[start Records for processing]

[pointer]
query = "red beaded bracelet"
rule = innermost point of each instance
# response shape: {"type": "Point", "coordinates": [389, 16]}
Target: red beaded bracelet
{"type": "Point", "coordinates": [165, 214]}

[end Records for processing]

→ What is expected: Convert the rows above into a two-column CSV with the header input,output and one data line for each row. Put the row's text under input and its answer under output, each in a single quoted field with line breaks replaced by spaces.

→ Finished task:
input,output
"[pointer] query = ""red beaded bracelet"" rule = innermost point of each instance # response shape: {""type"": ""Point"", ""coordinates"": [389, 16]} Target: red beaded bracelet","{""type"": ""Point"", ""coordinates"": [165, 214]}"